- _Required work_: Set out the entries below as a Markdown table with columns Row and Line, beginning at the line containing "I'm trying to determine whether the woman's face" and continuing through the line containing "left=838, top=13, right=1060, bottom=334", both included. Put each line in its own numbered row and leave out blank lines.

- _Provided information_:
╔══

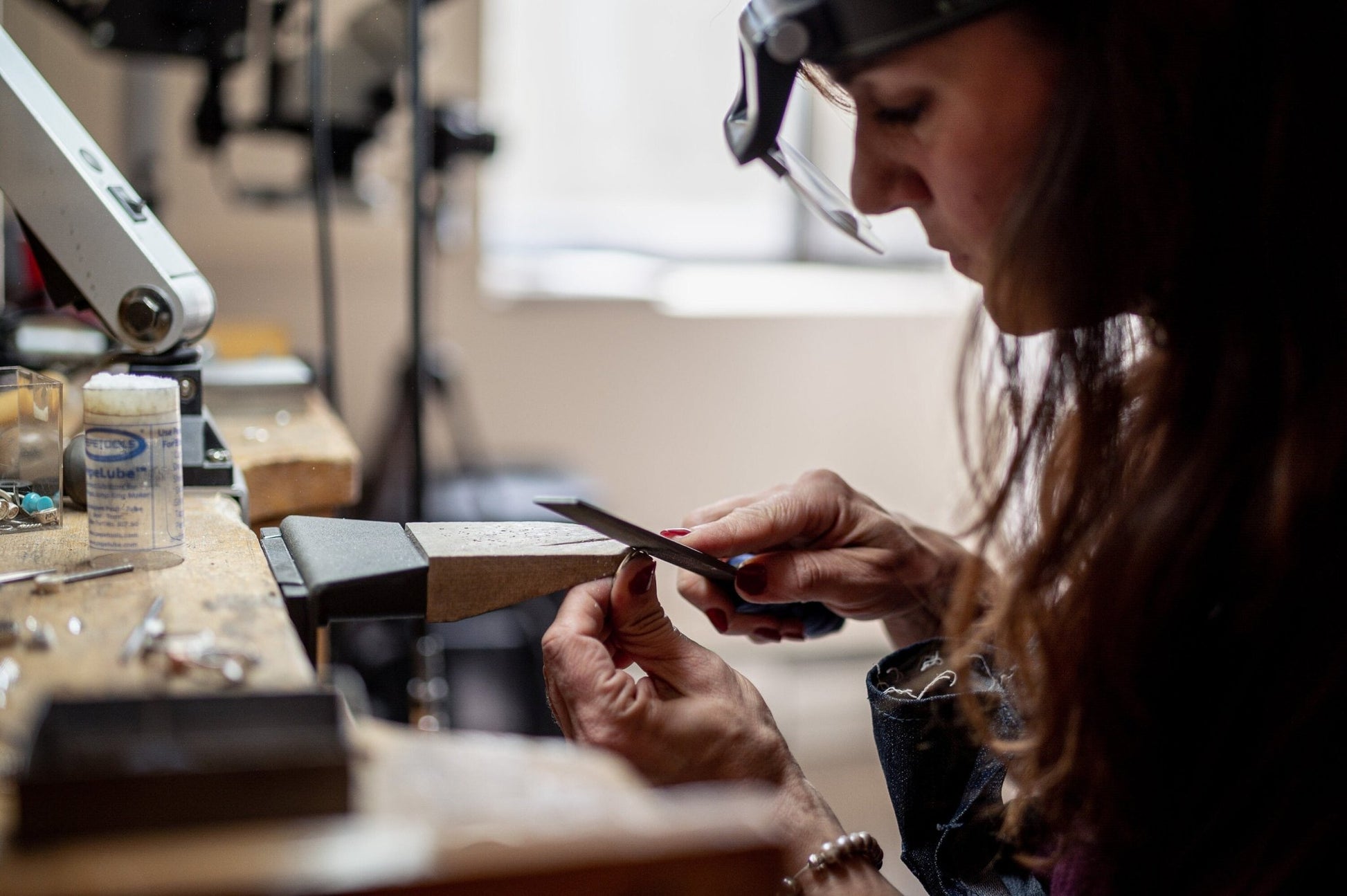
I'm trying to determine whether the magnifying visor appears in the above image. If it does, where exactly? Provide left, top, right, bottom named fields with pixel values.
left=725, top=0, right=1013, bottom=252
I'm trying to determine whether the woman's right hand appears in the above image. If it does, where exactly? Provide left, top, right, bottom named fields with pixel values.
left=665, top=470, right=977, bottom=647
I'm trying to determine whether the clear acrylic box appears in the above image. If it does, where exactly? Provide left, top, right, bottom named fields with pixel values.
left=0, top=367, right=64, bottom=535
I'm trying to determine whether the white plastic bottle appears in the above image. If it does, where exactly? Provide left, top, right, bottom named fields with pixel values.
left=84, top=373, right=185, bottom=551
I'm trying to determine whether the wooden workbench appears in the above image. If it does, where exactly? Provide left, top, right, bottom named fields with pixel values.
left=0, top=495, right=781, bottom=896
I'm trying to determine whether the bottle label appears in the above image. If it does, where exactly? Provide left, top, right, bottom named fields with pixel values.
left=85, top=414, right=185, bottom=551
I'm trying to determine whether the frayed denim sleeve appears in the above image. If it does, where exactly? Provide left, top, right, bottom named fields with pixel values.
left=866, top=639, right=1047, bottom=896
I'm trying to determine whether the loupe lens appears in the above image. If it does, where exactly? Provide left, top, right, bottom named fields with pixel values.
left=762, top=140, right=884, bottom=255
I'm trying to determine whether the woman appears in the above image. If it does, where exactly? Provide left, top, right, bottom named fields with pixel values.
left=544, top=0, right=1347, bottom=896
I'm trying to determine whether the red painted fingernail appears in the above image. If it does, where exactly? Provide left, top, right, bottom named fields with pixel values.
left=632, top=563, right=655, bottom=594
left=734, top=563, right=766, bottom=597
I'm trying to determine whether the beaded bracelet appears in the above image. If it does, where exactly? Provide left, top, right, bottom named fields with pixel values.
left=780, top=832, right=884, bottom=896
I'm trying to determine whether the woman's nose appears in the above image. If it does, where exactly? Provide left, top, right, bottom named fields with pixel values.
left=851, top=139, right=931, bottom=214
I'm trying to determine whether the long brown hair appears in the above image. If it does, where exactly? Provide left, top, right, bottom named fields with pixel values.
left=947, top=0, right=1347, bottom=893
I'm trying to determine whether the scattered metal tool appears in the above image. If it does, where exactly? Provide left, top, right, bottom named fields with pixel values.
left=35, top=563, right=136, bottom=594
left=117, top=597, right=164, bottom=663
left=23, top=616, right=57, bottom=651
left=0, top=567, right=57, bottom=585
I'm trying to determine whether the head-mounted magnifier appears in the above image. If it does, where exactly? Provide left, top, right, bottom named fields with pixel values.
left=725, top=0, right=1011, bottom=252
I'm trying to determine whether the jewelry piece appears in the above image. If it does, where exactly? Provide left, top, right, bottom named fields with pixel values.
left=779, top=832, right=884, bottom=896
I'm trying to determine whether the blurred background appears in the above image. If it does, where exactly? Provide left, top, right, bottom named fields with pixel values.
left=0, top=0, right=975, bottom=892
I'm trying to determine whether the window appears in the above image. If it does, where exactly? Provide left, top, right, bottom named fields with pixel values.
left=481, top=0, right=946, bottom=311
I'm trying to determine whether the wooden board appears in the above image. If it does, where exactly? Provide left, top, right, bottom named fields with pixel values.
left=407, top=523, right=628, bottom=623
left=0, top=492, right=315, bottom=781
left=210, top=390, right=361, bottom=525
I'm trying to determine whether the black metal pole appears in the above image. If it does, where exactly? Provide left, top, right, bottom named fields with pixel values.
left=407, top=0, right=430, bottom=522
left=309, top=0, right=341, bottom=414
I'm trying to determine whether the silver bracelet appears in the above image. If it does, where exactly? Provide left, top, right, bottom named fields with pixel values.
left=779, top=832, right=884, bottom=896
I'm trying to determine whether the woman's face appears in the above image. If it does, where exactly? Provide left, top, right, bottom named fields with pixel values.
left=838, top=13, right=1060, bottom=334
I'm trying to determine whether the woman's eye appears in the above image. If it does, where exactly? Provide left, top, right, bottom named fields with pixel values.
left=874, top=100, right=927, bottom=127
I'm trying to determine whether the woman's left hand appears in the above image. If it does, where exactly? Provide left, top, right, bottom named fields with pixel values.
left=543, top=554, right=894, bottom=895
left=543, top=554, right=800, bottom=784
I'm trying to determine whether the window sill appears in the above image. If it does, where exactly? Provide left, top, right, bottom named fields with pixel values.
left=481, top=250, right=981, bottom=318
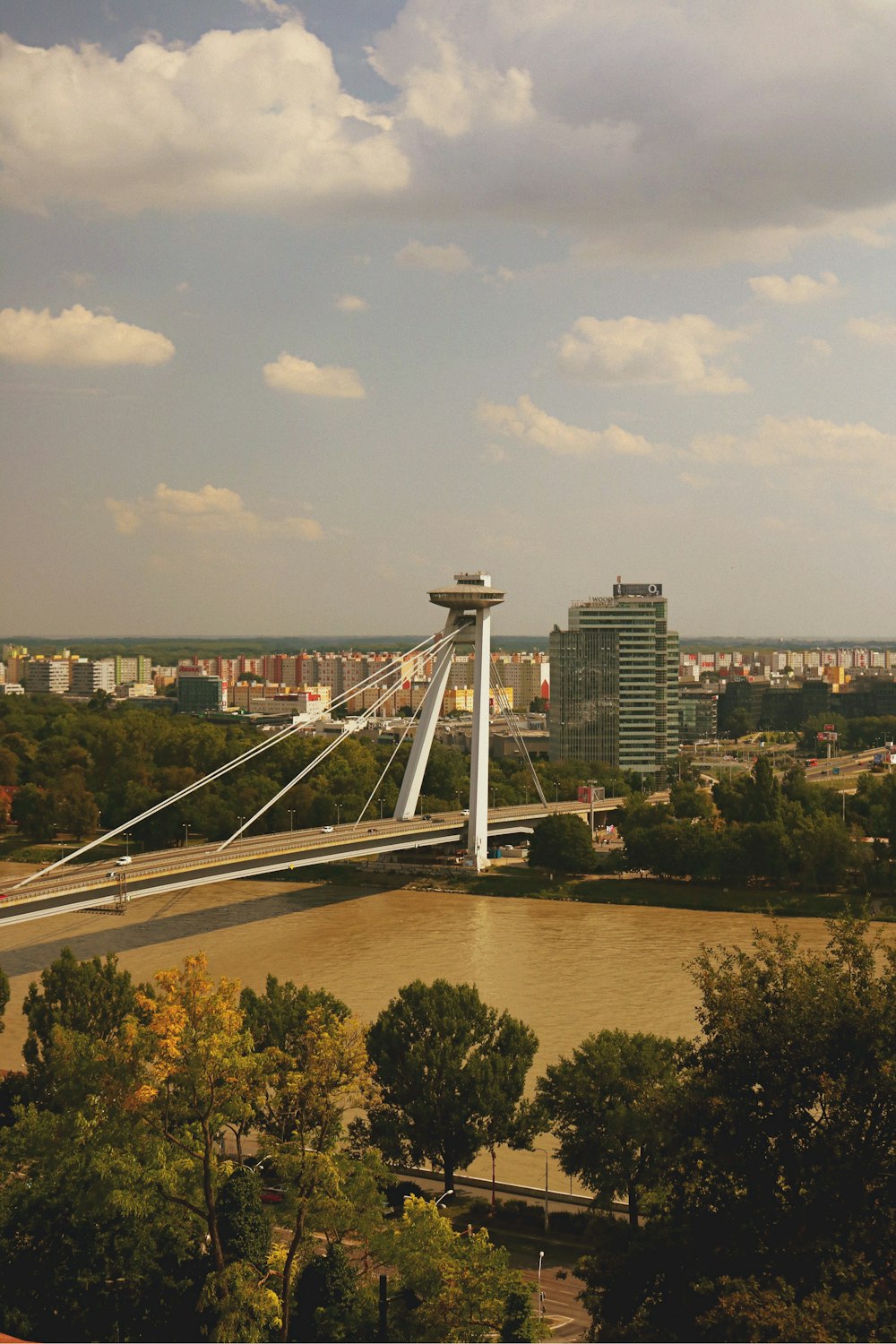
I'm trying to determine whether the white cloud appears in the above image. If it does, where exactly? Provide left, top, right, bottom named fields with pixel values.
left=372, top=0, right=896, bottom=265
left=0, top=0, right=896, bottom=262
left=748, top=271, right=849, bottom=304
left=557, top=314, right=748, bottom=394
left=847, top=317, right=896, bottom=346
left=477, top=395, right=657, bottom=461
left=0, top=304, right=175, bottom=368
left=799, top=336, right=833, bottom=365
left=240, top=0, right=297, bottom=19
left=263, top=351, right=366, bottom=401
left=395, top=239, right=473, bottom=274
left=0, top=22, right=409, bottom=214
left=371, top=32, right=535, bottom=139
left=105, top=483, right=323, bottom=542
left=691, top=416, right=896, bottom=473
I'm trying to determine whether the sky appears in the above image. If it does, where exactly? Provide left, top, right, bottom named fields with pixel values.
left=0, top=0, right=896, bottom=640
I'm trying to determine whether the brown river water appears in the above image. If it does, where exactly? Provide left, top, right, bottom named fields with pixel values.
left=0, top=865, right=881, bottom=1190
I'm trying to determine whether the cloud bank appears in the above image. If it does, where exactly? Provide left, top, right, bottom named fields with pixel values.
left=0, top=304, right=175, bottom=368
left=105, top=483, right=323, bottom=542
left=0, top=0, right=896, bottom=261
left=477, top=397, right=657, bottom=457
left=262, top=351, right=366, bottom=401
left=557, top=314, right=748, bottom=395
left=748, top=271, right=847, bottom=304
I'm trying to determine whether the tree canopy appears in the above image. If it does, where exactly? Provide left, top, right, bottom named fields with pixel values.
left=368, top=980, right=538, bottom=1190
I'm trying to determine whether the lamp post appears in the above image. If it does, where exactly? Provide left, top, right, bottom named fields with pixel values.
left=532, top=1148, right=548, bottom=1233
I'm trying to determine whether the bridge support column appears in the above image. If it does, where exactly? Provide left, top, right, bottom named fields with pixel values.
left=466, top=607, right=492, bottom=873
left=393, top=610, right=463, bottom=822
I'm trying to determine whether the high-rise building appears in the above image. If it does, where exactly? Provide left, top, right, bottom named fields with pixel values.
left=548, top=580, right=678, bottom=787
left=71, top=659, right=116, bottom=695
left=24, top=655, right=71, bottom=695
left=177, top=668, right=224, bottom=714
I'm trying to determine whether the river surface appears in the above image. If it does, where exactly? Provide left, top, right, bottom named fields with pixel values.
left=0, top=866, right=896, bottom=1190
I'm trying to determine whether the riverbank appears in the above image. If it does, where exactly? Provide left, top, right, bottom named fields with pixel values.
left=286, top=865, right=896, bottom=924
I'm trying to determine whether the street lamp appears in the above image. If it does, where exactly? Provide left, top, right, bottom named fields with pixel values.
left=532, top=1148, right=548, bottom=1233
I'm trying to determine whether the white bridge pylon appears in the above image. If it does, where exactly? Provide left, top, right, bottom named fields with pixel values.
left=13, top=573, right=510, bottom=890
left=395, top=573, right=504, bottom=871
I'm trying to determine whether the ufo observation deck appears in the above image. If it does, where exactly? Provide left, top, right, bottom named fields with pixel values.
left=430, top=573, right=504, bottom=612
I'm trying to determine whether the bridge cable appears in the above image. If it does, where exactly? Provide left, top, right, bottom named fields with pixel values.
left=352, top=623, right=471, bottom=831
left=492, top=661, right=551, bottom=812
left=12, top=636, right=456, bottom=892
left=218, top=631, right=470, bottom=854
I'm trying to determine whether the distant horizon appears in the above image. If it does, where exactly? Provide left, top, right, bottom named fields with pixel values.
left=0, top=632, right=896, bottom=648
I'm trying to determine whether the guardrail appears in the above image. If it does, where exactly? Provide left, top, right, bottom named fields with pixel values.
left=3, top=798, right=624, bottom=906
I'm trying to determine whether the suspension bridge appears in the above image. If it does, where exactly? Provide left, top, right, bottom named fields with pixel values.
left=0, top=573, right=621, bottom=922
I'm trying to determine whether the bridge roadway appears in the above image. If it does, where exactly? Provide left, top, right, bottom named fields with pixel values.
left=0, top=798, right=622, bottom=924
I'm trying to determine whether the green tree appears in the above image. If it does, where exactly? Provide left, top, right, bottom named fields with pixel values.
left=583, top=917, right=896, bottom=1340
left=538, top=1031, right=685, bottom=1228
left=368, top=980, right=538, bottom=1190
left=9, top=784, right=56, bottom=840
left=218, top=1167, right=271, bottom=1273
left=22, top=948, right=151, bottom=1105
left=290, top=1244, right=377, bottom=1344
left=0, top=1027, right=208, bottom=1340
left=127, top=954, right=261, bottom=1274
left=530, top=814, right=594, bottom=873
left=669, top=780, right=715, bottom=817
left=255, top=1008, right=376, bottom=1340
left=380, top=1195, right=538, bottom=1341
left=52, top=771, right=99, bottom=841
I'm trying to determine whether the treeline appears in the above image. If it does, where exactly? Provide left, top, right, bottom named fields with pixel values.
left=0, top=949, right=541, bottom=1341
left=0, top=696, right=627, bottom=849
left=619, top=757, right=896, bottom=892
left=799, top=712, right=896, bottom=765
left=0, top=918, right=896, bottom=1341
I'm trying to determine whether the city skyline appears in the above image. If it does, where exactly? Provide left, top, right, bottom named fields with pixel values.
left=0, top=0, right=896, bottom=642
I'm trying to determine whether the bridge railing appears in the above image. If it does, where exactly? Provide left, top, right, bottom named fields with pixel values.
left=3, top=798, right=624, bottom=905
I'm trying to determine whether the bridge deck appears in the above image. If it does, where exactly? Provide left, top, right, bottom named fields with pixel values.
left=0, top=798, right=622, bottom=924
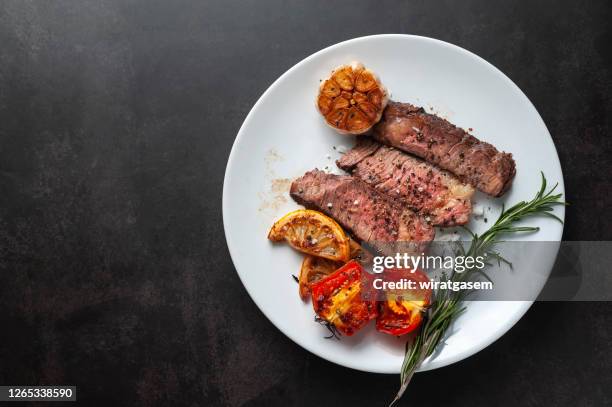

╚══

- _Task result_:
| Row | Line |
|---|---|
| 1 | I'm trying to determine whether the woman's face appears in the above image. If it does, where exactly? Provide left, top, right, bottom named fields with pixel values. |
| 2 | left=838, top=13, right=1060, bottom=334 |